• _Provided text_
======

Thursday, March 17, 2011

The TMI-2 Cleanup: Challenging and Successful

ANS  History at Three Mile Island > Cleanup
The TMI-2 Cleanup: Challenging and Successful

The cleanup of the damaged nuclear reactor system at Three Mile Island Unit 2 took nearly 12 years and cost approximately $973 million.  The cleanup was uniquely challenging technically and radiologically.  Plant surfaces had to be decontaminated.  Water used and stored during the cleanup had to be processed.  About 100 tons of damaged uranium fuel had to be removed from the reactor vessel -- all without hazard to cleanup workers or the public.

After the March 28, 1979 event, a cleanup plan was developed and carried out safely and successfully by a team of more than 1,000 skilled workers.

The cleanup of the Unit 2 plant began in August 1979 with the first shipments of accident-generated low-level radiological waste to Richland, Wa.  In the cleanup's closing phases in 1991, final measurements were taken of the fuel remaining in inaccessible parts of the reactor vessel.  Approximately one percent of the fuel and debris remains in the vessel.  Also in 1991, the last remaining water was pumped from the TMI-2 reactor.  The cleanup ended in December, 1993, when Unit 2 received a license from the Nuclear Regulatory Commission to enter Post Defueling Monitored Storage (PDMS).

Early in the cleanup, Unit 2 was completely severed from TMI Unit 1.  TMI-2 today is in long-term monitored storage.  No further use of the plant is anticipated.  Ventilation and rainwater systems are monitored.  Equipment necessary to keep the plant in safe long-term storage is maintained.

Removing the fuel from the TMI-2 reactor vessel was the heart of the cleanup.  The damaged fuel remained underwater throughout the removal process.  In October 1985 after nearly six years of preparations, workers standing on a platform atop the reactor and manipulating long-handled tools began lifting the fuel into canisters that hung beneath the platform.  In all, 342 fuel canisters were shipped safely for long-term storage at the Idaho National Laboratory, a program that was completed in April 1990.

TMI-2 cleanup operations produced more than 2.8 million gallons of cleanup-generated water that was processed, stored and ultimately evaporated safely from Unit 2.  Evaporation began in January 1991 and was completed in August 1993.

In February 1991, the TMI-2 Cleanup Program was named by the National Society of Professional Engineers as one of the top engineering achievements in the United States completed during 1990.

======

• _Recorded data_
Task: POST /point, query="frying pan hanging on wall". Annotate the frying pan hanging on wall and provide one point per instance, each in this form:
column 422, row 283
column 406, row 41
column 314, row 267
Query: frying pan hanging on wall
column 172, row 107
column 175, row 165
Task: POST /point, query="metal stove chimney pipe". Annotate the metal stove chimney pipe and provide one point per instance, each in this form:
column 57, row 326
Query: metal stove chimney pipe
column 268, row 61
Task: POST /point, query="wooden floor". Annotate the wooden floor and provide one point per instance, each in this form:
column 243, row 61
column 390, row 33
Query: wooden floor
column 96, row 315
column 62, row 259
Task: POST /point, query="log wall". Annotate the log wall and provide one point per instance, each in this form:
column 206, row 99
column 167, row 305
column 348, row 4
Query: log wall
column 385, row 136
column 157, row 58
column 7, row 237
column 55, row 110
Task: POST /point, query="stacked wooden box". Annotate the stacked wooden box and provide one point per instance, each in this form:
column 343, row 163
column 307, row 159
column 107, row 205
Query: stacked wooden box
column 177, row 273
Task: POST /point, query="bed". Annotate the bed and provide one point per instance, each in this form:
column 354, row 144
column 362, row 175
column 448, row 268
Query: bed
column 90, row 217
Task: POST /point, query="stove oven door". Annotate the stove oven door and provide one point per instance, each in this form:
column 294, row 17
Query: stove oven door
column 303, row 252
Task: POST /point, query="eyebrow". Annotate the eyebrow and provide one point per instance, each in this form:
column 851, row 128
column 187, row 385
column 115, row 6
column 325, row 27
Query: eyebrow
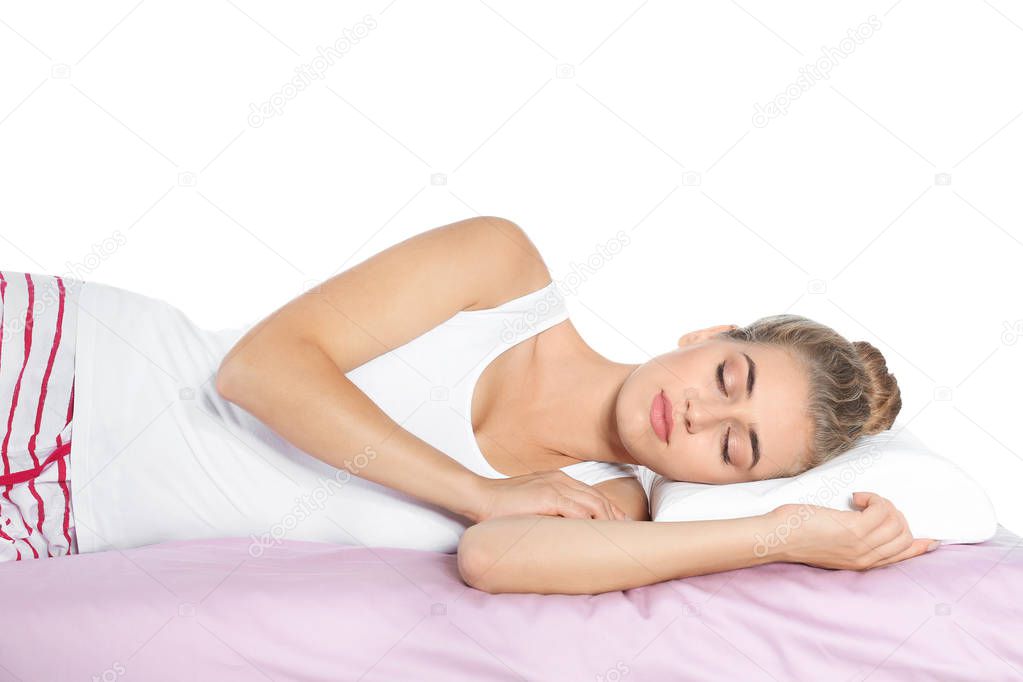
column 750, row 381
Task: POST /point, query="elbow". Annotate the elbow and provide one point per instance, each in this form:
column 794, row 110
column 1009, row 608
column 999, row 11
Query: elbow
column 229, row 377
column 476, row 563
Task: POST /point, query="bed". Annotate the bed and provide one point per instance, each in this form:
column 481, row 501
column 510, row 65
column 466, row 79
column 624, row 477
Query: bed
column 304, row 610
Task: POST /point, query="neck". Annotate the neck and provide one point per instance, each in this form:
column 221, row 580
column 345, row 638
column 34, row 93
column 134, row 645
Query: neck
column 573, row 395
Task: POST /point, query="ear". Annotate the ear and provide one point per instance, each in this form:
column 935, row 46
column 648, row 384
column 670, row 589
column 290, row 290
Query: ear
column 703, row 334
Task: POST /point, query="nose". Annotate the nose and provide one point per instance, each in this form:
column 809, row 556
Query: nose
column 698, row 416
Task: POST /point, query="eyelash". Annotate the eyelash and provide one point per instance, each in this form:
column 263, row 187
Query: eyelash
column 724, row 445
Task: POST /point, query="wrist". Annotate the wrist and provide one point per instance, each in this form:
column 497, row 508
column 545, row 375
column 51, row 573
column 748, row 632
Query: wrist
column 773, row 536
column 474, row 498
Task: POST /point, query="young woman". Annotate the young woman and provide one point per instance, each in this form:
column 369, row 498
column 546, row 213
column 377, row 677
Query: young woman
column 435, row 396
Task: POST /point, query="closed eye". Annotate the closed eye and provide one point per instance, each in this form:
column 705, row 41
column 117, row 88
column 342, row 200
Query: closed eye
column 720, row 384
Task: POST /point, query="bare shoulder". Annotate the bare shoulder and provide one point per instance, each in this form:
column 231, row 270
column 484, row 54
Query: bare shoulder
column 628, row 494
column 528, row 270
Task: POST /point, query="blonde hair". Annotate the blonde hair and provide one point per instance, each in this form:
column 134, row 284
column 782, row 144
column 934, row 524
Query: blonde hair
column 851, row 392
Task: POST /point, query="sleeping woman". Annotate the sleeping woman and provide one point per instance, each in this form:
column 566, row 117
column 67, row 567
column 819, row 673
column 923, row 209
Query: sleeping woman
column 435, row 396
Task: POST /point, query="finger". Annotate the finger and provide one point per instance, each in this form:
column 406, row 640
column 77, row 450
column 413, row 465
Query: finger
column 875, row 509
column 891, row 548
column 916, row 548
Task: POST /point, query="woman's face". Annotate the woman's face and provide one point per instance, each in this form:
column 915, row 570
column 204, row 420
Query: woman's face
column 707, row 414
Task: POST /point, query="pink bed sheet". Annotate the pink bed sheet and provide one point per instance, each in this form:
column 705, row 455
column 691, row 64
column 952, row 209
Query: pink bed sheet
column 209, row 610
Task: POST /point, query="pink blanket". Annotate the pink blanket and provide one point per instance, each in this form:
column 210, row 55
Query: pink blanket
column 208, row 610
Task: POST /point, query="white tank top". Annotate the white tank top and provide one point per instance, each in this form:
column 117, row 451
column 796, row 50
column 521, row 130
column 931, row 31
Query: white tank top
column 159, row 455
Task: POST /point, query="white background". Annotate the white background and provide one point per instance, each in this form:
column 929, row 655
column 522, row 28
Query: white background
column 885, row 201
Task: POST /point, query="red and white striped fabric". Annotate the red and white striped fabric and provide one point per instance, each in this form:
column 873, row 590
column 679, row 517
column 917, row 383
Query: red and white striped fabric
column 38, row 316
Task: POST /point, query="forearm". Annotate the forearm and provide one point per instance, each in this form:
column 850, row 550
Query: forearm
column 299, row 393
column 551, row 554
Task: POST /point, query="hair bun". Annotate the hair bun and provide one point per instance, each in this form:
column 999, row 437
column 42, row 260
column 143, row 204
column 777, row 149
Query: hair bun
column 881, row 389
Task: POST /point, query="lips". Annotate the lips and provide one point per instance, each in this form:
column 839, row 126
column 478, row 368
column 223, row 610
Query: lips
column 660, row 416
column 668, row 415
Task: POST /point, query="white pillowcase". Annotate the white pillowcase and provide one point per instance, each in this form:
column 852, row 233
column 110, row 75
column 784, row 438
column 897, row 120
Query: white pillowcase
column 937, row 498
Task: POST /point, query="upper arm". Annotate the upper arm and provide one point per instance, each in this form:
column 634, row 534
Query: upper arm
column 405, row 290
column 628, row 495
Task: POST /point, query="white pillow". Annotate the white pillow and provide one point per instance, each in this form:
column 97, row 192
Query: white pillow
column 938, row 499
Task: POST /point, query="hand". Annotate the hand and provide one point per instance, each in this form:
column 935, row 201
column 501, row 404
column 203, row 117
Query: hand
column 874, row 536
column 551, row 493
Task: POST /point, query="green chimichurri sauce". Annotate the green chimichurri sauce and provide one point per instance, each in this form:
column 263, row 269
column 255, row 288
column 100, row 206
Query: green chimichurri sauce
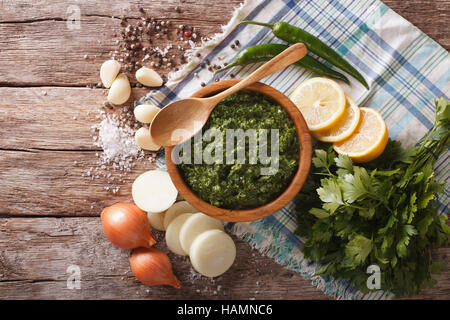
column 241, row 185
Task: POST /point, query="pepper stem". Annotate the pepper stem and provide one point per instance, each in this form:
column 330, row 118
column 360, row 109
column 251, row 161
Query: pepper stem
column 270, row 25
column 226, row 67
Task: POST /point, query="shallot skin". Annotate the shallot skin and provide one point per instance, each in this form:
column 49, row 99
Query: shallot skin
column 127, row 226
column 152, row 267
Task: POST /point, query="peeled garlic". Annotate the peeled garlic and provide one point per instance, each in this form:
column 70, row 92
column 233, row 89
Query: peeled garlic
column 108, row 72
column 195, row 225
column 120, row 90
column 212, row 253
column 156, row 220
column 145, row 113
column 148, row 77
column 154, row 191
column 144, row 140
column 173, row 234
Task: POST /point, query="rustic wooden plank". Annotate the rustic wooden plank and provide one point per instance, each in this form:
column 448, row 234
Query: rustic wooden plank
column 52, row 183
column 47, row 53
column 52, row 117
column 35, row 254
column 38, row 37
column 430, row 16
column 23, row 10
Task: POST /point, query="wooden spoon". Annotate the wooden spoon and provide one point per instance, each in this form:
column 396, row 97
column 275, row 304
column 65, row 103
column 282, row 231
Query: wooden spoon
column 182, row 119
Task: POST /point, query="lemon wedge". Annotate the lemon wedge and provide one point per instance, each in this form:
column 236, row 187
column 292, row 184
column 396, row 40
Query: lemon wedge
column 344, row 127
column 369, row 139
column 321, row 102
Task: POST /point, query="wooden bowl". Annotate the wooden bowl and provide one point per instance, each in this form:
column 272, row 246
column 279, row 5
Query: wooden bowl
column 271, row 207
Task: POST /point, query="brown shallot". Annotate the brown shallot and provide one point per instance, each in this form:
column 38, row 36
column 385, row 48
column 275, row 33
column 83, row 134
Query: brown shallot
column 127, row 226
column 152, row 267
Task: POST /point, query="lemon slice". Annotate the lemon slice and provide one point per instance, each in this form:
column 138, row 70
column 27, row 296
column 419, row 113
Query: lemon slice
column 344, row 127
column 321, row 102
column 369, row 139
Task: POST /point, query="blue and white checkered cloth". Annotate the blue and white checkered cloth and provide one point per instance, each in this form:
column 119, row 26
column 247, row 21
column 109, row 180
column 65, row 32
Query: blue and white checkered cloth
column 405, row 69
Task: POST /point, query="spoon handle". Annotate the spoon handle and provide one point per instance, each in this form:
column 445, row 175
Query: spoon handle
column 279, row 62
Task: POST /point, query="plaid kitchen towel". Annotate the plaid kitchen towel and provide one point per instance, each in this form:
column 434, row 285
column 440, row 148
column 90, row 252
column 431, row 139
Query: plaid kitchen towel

======

• _Your instructions_
Reproduce everything in the TMI-2 cleanup text from "Early in the" down to "storage is maintained.". The lines come from a separate source.

• _Your solution_
Early in the cleanup, Unit 2 was completely severed from TMI Unit 1.  TMI-2 today is in long-term monitored storage.  No further use of the plant is anticipated.  Ventilation and rainwater systems are monitored.  Equipment necessary to keep the plant in safe long-term storage is maintained.